[Tasks for this exercise]
1. Answer these from the passage about the ghost-story game:
(a) What is Shiromuku wearing?
(b) What does the protagonist use to channel elemental powers?
(c) Which company did the Tango developers work with on the controller?
2. Continue the passage about the ghost-story game from where it stops.

═══ Provided passage

The developers based the design of the enemies in the game, called visitors, on Japanese kaidan, or ghost stories. One character, called Shiromuku, is a large bride wearing an all-white kimono and hiding her face. Another wears a traditional hannya mask, representing a demon’s face, commonly seen in Japanese Kabuki theater.

To fight these enemies, the in-game protagonist uses their hands to channel elemental powers. Finger and hand gestures create spells that remove spirits from haunted areas. The developers chose to make the game in first person and to incorporate 3D audio to give players a more immersive experience.

While fighting enemies, players must open up cores that exist in the visitors’ bodies and then throw a wire to pull out the core and crush it, effectively exorcising the ghosts. Tango developers worked with Sony to utilize the PlayStation 5 controller’s unique haptics and vibrations.

“We were able to really create the sensation that you just hooked something onto the core, you’re pulling it out, and that sense of crushing it. That’s something very satisfying, and we can’t wait to have players experience it,” said Kenji Kimura. “It took a lot of time to hone things and figure out what to polish.”

══════
═══ Raw data

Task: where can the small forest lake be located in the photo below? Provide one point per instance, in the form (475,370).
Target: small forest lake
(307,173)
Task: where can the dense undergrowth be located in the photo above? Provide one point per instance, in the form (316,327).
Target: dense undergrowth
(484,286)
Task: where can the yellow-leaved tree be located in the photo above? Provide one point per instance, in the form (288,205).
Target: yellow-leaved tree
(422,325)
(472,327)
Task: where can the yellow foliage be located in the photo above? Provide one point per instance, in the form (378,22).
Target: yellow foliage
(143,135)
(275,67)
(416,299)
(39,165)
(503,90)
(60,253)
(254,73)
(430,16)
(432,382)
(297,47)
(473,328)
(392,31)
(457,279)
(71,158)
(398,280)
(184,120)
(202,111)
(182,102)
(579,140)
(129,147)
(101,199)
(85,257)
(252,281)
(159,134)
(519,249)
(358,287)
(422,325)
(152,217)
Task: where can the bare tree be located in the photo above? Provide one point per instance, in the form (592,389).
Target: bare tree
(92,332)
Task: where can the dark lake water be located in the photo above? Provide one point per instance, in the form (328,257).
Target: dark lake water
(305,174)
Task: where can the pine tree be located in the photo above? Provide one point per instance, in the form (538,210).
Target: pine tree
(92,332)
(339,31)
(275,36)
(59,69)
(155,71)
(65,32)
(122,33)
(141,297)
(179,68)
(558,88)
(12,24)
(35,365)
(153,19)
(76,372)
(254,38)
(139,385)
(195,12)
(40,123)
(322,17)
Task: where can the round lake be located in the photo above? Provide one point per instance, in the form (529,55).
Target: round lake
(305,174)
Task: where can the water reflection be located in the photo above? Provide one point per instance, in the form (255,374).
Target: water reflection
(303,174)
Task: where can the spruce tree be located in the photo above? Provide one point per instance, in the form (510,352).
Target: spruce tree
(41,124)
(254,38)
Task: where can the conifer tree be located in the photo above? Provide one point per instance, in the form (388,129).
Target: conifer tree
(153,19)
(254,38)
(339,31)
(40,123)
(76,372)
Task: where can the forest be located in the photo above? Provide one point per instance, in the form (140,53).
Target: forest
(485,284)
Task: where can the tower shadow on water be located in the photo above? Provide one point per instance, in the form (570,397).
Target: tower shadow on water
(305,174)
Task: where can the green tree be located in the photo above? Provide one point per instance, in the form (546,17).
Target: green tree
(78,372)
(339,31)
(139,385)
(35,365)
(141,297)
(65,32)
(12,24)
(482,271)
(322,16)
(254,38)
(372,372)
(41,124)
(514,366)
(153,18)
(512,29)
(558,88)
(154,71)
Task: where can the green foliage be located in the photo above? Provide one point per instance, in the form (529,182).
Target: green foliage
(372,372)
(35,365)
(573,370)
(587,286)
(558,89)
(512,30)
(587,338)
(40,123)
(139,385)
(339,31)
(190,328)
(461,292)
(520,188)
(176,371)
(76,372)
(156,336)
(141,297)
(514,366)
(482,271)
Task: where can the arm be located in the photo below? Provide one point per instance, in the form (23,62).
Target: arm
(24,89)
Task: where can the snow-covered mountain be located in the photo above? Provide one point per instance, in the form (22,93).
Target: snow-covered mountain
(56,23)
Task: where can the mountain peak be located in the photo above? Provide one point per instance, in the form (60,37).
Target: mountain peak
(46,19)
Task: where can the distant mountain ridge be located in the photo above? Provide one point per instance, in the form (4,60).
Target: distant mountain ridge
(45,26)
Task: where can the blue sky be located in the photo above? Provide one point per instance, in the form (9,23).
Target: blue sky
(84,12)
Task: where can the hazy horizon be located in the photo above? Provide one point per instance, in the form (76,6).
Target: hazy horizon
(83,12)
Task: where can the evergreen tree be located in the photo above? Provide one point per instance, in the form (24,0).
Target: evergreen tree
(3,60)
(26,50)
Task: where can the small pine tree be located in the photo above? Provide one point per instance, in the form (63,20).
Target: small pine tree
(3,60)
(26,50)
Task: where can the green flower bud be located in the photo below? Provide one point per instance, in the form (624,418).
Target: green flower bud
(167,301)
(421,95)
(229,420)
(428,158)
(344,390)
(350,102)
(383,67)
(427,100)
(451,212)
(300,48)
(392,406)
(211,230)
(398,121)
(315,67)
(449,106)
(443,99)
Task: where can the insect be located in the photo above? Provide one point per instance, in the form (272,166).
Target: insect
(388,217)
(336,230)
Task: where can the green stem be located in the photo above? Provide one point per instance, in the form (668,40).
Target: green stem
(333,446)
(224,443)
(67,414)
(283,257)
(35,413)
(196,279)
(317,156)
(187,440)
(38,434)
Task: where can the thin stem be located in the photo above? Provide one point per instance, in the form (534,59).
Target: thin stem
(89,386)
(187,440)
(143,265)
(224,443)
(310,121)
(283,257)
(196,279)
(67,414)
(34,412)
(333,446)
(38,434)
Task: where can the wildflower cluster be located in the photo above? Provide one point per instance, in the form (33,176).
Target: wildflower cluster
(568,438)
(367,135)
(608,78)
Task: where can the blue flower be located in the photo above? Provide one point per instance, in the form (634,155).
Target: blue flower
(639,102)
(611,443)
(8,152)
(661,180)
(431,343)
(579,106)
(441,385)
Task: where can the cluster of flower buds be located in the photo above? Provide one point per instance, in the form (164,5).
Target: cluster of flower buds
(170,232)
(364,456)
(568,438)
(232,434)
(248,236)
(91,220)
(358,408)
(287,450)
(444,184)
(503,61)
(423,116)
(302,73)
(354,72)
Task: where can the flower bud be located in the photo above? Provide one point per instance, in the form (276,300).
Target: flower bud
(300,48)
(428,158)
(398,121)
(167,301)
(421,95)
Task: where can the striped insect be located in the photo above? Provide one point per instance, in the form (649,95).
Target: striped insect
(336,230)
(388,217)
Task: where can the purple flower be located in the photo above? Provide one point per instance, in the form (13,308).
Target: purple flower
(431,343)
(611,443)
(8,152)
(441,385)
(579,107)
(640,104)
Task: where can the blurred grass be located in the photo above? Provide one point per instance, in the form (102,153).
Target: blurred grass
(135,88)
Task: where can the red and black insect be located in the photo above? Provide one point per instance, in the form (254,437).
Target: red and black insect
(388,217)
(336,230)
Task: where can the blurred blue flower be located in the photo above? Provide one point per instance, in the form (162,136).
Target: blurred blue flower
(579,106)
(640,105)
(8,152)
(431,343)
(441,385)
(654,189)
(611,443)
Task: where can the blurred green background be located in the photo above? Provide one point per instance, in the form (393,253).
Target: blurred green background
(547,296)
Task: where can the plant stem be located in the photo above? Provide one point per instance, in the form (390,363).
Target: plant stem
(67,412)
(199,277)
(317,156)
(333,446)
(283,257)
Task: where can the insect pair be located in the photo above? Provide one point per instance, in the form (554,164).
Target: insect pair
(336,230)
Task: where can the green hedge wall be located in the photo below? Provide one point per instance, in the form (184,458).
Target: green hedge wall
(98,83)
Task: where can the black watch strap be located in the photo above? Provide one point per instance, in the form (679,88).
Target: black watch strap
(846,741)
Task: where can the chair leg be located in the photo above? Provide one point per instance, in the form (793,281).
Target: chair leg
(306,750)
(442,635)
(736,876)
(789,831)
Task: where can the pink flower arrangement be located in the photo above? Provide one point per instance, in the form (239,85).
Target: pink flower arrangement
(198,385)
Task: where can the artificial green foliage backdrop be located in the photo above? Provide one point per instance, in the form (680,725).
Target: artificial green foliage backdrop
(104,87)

══════

[Answers for each item]
1.
(a) An all-white kimono.
(b) Their hands.
(c) Sony.

2.
The covid-19 pandemic struck near the end of development of “Ghostwire,” ultimately delaying the game to its current release this spring.

“Finalizing the details of the game definitely took a long time because of the pandemic,” Kenji Kimura said. “But also just the inability to have casual talks with other folks by the office affected the organic, natural process of making games.”

Kimura added that he encouraged people to have small talk over video calls, instead of focusing solely on work.

“You can’t make a good game if everybody’s angry at each other,” he said.